▶ [CONSIGNE A]:
Présentez les entrées, de la ligne contenant "Target: rear windshield" à la ligne contenant "[[[256,24],[256,0],[0,0],[0,32],[103,33],[137,27]]]", sous forme de CSV à deux colonnes intitulées enonce et reponse, une ligne par entrée, chaque champ entre guillemets et ses sauts de ligne remplacés par des espaces. Laissez les images de côté.

▶ [TEXTE À LIRE]:
※ ※ ※

# tra



## Boursicoton

Bonsoir,
La préposition "tra" a diverses significations  généralement entre mais parfois... on s'y perd : dans la phrase
" a bordo si era talmente abituati a pronunciare l'omelia funebre, che ormai ci si limitava a poche parole di commiato, *tra lo sconforto *dei parenti del defunto..." Comment traduire tra ici.?
Lo sconforto représente-t-il ici le découragement ou la détresse
Qui peut me donner un avis?
merci


----------



## matoupaschat

Bonsoir Boursicoton,

Tra: le sens est souvent voisin de parmi/au milieu de, mais il peut aussi indiquer la cause: _à cause de_, _étant donné; _voir _tra_ dans un dico de synonymes (rare sur le net, essaie celui-ci -- ou celui-là, quand il est accessible)
Lo sconforto: dans ce cas-ci: l'affliction, le désespoir, la détresse, la tristesse, le chagrin, la peine. Cela dépend du reste du contexte et de tes goûts, de ta sensibilité.


----------



## matteo_apokalypse

Bonsoir,
Je ne suis pas Français, mais je vais essayer de répondre à ta question. En italien la préposition _tra_, qui est un synonime total de _fra_ (ça veut dire que l'on peut remplacer l'un avec l'autre sans problèmes), corréspond au français "entre" ou "parmi", bien que _tra_ puisse avoir des traductions différentes selon le sens. Dans la phrase que tu as proposée, le sens serait qu'il y avait deux sentiments: l'affliction et... comment continue ta phrase? Moi, je dirais que après ça il est nécessaire qu'il y ait un autre sentiment, comme par exemple: _tra lo sconforto dei parenti [...] e l'amarezza provocata dai lutti_. Alors là, je dirais que la phrase est correcte et que tu pourrais la traduire avec "entre", parce qu'on a deux entités qui sont mises en relief. Par contre, si la phrase s'arrête là, alors je pense que le sens est un peu plus confus; on pourrait l'entendre comme: "dans l'affliction, etc...". La seule expression en italien qui me vient à l'esprit en ce moment est: _tra lo stupore generale_, que je traduirais avec: à la stupéfaction générale, à la surprise générale.

※ ※ ※

▶ [CONSIGNE B]:
Extrayez de la discussion sur la préposition « tra » le passage allant de "## matoupaschat" à "il est accessible)", sans rien y modifier.

※ ※ ※

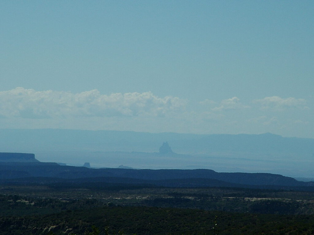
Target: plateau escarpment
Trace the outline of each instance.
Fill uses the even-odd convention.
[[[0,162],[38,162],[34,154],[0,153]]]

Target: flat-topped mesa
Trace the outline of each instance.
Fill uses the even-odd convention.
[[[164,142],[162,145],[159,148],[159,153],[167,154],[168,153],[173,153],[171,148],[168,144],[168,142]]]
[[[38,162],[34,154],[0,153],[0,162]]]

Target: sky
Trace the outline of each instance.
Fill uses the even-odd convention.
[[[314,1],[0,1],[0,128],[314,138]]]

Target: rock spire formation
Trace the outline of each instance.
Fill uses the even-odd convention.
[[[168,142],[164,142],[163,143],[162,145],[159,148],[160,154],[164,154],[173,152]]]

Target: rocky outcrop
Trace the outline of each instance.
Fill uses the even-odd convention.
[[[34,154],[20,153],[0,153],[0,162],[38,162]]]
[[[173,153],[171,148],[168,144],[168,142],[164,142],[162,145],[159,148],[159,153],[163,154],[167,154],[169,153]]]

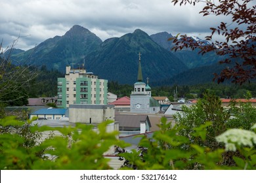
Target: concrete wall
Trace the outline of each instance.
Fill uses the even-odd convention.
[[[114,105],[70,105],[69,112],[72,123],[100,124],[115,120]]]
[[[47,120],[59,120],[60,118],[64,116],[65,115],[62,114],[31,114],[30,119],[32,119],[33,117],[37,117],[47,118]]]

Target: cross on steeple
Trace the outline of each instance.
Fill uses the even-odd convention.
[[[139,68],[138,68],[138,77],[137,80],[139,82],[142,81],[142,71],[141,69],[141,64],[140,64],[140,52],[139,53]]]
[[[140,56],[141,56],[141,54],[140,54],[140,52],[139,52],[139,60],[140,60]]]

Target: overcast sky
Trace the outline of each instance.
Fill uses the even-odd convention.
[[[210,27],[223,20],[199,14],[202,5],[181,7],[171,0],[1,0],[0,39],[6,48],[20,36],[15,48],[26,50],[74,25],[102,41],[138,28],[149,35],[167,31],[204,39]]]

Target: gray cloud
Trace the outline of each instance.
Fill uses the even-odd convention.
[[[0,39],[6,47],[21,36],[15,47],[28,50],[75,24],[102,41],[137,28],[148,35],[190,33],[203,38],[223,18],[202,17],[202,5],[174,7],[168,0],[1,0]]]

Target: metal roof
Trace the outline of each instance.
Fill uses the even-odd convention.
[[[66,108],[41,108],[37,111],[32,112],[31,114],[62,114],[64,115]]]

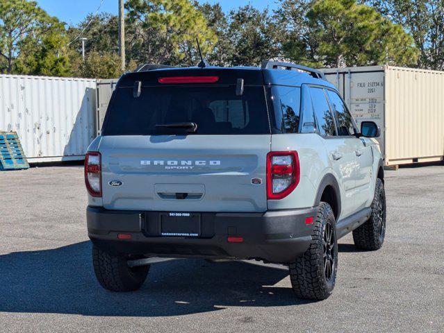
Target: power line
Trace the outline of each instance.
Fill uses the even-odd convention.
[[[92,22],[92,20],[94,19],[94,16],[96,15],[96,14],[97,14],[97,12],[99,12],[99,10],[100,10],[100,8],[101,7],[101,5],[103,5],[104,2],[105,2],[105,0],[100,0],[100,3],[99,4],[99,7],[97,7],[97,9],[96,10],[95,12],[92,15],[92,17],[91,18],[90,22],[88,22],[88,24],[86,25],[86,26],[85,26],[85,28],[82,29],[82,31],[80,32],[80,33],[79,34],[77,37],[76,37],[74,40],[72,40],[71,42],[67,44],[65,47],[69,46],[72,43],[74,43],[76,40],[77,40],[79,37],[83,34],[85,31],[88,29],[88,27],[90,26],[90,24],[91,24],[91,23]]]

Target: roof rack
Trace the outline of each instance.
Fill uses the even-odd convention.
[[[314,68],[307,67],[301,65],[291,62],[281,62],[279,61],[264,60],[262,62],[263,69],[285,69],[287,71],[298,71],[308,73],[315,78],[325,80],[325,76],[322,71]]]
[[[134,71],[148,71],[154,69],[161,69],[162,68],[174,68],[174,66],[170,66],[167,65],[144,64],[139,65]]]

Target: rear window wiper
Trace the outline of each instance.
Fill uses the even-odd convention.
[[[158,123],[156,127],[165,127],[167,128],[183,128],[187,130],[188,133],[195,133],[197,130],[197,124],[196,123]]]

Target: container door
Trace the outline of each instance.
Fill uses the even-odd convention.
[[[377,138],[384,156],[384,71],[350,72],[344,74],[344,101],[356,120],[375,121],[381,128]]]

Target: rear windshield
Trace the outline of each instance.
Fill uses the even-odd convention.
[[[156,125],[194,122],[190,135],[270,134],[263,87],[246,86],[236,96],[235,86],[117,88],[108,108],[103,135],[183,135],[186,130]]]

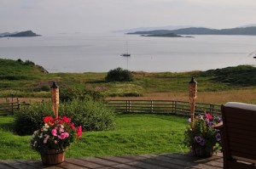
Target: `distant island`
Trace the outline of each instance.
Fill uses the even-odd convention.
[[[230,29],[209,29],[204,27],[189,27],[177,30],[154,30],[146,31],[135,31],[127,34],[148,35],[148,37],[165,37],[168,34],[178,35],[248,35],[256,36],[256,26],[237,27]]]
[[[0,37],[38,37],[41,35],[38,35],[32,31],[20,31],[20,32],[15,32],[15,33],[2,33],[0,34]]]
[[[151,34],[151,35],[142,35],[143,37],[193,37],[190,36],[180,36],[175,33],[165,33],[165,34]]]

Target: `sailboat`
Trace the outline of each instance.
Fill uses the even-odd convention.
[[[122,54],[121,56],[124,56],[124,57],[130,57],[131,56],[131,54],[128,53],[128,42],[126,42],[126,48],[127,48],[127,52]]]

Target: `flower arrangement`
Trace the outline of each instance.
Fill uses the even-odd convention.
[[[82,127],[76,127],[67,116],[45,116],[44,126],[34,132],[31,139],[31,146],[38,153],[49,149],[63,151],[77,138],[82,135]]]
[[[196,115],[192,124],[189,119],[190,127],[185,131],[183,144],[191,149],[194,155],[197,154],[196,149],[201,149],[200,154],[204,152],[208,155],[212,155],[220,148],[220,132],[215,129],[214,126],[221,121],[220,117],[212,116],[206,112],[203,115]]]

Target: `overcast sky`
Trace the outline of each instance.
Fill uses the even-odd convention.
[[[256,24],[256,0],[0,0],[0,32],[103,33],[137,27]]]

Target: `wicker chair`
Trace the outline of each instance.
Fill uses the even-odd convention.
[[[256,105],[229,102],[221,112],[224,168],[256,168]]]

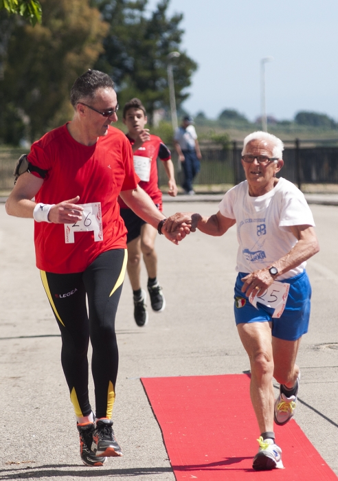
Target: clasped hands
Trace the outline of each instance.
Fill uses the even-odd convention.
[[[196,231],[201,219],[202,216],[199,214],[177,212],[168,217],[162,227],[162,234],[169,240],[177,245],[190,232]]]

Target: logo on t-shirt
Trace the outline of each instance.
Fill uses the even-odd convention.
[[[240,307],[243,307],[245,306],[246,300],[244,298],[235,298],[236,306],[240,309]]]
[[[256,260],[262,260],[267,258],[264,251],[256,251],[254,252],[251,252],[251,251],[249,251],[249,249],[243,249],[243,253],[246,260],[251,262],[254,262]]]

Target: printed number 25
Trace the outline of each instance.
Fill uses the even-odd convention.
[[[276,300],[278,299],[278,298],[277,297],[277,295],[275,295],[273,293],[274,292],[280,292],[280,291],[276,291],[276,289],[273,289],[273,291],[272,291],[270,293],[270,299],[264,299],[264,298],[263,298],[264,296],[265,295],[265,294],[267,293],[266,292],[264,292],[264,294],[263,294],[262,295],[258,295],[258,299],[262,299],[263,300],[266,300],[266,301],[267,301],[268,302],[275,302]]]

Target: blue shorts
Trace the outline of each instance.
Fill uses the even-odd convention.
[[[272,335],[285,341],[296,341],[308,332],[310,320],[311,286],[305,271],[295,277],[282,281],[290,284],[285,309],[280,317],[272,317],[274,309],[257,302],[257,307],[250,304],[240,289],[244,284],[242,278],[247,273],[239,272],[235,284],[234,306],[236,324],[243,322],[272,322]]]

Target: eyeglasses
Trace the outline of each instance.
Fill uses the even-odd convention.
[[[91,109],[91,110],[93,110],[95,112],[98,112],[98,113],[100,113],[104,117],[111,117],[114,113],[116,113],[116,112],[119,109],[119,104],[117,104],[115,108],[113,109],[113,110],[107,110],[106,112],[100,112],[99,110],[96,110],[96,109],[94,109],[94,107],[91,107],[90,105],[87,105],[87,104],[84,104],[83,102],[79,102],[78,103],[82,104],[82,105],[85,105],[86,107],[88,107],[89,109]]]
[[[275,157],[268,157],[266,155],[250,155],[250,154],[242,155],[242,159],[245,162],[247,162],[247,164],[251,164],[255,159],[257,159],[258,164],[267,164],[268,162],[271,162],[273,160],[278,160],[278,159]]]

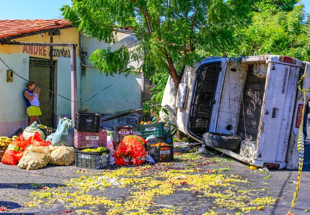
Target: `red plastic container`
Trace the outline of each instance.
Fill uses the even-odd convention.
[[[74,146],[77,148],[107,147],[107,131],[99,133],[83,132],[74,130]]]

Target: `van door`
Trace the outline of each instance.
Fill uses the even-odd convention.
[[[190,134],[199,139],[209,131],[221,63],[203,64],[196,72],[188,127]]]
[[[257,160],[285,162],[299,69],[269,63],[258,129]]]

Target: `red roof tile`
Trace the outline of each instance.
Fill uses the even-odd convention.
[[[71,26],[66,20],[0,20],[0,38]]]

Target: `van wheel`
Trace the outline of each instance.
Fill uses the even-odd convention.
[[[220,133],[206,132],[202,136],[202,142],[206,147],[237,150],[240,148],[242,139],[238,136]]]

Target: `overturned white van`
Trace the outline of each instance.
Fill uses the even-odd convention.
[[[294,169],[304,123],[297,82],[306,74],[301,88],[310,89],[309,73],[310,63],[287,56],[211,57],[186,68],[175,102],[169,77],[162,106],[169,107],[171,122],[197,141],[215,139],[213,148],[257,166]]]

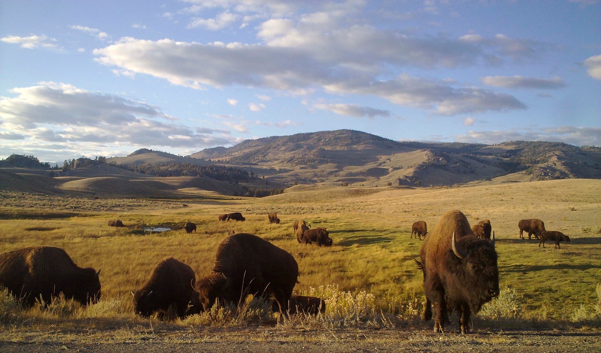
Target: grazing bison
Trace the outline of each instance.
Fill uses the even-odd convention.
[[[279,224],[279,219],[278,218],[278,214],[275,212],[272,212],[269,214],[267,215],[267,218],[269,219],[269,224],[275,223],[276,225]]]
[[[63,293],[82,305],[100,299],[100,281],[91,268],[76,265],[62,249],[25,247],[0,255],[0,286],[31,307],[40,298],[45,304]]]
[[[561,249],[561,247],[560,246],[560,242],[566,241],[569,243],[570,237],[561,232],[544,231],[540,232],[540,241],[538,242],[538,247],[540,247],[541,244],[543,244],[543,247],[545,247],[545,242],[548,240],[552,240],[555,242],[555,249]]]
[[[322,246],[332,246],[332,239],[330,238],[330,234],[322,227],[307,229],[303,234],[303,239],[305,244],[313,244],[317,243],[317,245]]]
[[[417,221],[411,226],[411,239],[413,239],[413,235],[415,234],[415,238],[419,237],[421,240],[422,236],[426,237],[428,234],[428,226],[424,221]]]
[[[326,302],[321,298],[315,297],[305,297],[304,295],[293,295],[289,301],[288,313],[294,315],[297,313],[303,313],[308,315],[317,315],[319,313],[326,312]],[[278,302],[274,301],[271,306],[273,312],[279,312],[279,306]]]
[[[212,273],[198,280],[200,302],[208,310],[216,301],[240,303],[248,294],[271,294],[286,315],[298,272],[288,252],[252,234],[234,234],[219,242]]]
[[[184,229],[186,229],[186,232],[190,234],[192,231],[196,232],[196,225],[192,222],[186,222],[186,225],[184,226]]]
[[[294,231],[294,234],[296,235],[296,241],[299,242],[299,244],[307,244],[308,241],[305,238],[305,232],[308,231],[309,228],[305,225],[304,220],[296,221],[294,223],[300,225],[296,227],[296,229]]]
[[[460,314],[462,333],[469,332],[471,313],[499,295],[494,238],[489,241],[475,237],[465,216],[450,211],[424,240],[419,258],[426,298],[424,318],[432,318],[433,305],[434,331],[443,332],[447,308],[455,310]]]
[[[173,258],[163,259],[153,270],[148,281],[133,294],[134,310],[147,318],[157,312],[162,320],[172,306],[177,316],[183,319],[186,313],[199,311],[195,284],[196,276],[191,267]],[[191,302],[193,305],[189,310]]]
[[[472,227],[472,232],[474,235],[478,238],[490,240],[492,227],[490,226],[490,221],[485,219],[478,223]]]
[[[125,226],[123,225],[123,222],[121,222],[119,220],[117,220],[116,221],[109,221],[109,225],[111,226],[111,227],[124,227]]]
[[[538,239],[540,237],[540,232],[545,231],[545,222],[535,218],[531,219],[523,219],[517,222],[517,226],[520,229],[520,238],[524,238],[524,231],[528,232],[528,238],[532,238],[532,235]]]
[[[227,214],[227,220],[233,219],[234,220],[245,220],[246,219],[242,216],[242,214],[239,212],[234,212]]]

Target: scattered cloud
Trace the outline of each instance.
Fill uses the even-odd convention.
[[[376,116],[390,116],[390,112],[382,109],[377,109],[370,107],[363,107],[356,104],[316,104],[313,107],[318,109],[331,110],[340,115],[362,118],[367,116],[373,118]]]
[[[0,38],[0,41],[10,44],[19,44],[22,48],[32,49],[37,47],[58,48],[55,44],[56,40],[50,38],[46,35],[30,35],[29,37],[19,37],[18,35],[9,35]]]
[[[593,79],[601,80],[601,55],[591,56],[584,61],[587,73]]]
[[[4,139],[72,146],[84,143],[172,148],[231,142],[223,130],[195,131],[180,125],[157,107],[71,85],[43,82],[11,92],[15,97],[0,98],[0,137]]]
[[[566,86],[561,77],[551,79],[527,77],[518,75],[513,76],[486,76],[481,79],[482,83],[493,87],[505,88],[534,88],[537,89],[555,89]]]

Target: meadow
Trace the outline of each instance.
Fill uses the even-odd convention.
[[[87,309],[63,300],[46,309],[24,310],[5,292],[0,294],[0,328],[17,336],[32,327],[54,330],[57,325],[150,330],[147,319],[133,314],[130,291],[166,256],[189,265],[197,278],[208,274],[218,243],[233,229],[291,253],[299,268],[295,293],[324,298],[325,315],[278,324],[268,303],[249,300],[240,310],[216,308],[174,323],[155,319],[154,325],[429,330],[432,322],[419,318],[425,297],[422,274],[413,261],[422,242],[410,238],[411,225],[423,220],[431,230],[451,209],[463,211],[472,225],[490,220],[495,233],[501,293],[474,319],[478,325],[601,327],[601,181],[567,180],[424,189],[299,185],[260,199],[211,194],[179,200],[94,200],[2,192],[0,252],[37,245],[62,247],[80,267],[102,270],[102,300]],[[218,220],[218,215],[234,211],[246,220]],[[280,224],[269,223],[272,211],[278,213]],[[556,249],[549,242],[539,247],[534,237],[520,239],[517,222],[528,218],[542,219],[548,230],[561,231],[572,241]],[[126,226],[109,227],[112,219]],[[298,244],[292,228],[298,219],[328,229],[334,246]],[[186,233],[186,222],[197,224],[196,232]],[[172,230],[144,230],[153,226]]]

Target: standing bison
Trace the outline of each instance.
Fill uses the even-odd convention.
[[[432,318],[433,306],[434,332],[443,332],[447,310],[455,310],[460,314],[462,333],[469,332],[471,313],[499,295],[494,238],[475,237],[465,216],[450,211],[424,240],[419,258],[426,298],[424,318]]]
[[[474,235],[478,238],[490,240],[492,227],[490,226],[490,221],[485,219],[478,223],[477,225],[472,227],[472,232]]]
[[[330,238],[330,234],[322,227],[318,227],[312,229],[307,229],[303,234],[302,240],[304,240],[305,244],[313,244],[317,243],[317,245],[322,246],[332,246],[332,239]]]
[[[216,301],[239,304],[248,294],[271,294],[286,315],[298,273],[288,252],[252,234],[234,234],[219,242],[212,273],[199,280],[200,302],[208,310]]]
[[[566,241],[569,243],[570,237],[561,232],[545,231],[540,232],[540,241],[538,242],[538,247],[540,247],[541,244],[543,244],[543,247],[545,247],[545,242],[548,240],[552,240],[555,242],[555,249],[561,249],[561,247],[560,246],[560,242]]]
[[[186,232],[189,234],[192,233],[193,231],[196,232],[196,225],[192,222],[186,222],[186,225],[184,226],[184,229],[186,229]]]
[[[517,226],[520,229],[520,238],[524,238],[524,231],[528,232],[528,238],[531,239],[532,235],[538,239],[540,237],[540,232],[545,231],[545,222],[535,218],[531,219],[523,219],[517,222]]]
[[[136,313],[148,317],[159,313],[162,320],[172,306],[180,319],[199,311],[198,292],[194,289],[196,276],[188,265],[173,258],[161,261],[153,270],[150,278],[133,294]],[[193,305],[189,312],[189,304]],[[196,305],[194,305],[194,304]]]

※ ※ ※

▶ [RÉPONSE A]:
enonce,reponse
"Target: rear windshield Trace the outline of each instance. Fill uses the even-odd convention.","[[[156,125],[194,122],[190,135],[270,134],[263,87],[246,86],[236,96],[235,86],[117,88],[108,108],[103,135],[183,135],[186,130]]]"
"Target: `distant island` Trace the outline of each instance. Fill uses the even-odd convention.","[[[230,29],[209,29],[204,27],[189,27],[177,30],[154,30],[146,31],[135,31],[127,34],[148,35],[148,37],[165,37],[168,34],[178,35],[248,35],[256,36],[256,26],[237,27]]] [[[0,37],[38,37],[41,35],[38,35],[32,31],[20,31],[20,32],[15,32],[15,33],[2,33],[0,34]]] [[[151,34],[151,35],[142,35],[143,37],[193,37],[190,36],[180,36],[175,33],[165,33],[165,34]]]"
"Target: `sailboat` Trace the outline of each instance. Fill uses the even-odd convention.","[[[122,54],[121,56],[124,56],[124,57],[130,57],[131,56],[131,54],[128,53],[128,42],[126,42],[126,48],[127,48],[127,52]]]"
"Target: `flower arrangement` Trace the outline of each instance. Fill uses the even-odd convention.","[[[82,127],[76,127],[67,116],[45,116],[44,126],[34,132],[31,139],[31,146],[38,153],[49,149],[63,151],[77,138],[82,135]]] [[[196,115],[192,124],[189,119],[190,127],[185,131],[183,144],[191,149],[194,155],[197,154],[196,149],[201,149],[200,154],[204,152],[208,155],[212,155],[220,148],[220,132],[215,129],[214,126],[221,121],[220,117],[212,116],[206,112],[203,115]]]"
"Target: `overcast sky` Trace the outline of each instance. Fill uses the even-odd convention.","[[[256,24],[256,0],[0,0],[0,32],[103,33],[137,27]]]"

▶ [RÉPONSE B]:
## matoupaschat

Bonsoir Boursicoton,

Tra: le sens est souvent voisin de parmi/au milieu de, mais il peut aussi indiquer la cause: _à cause de_, _étant donné; _voir _tra_ dans un dico de synonymes (rare sur le net, essaie celui-ci -- ou celui-là, quand il est accessible)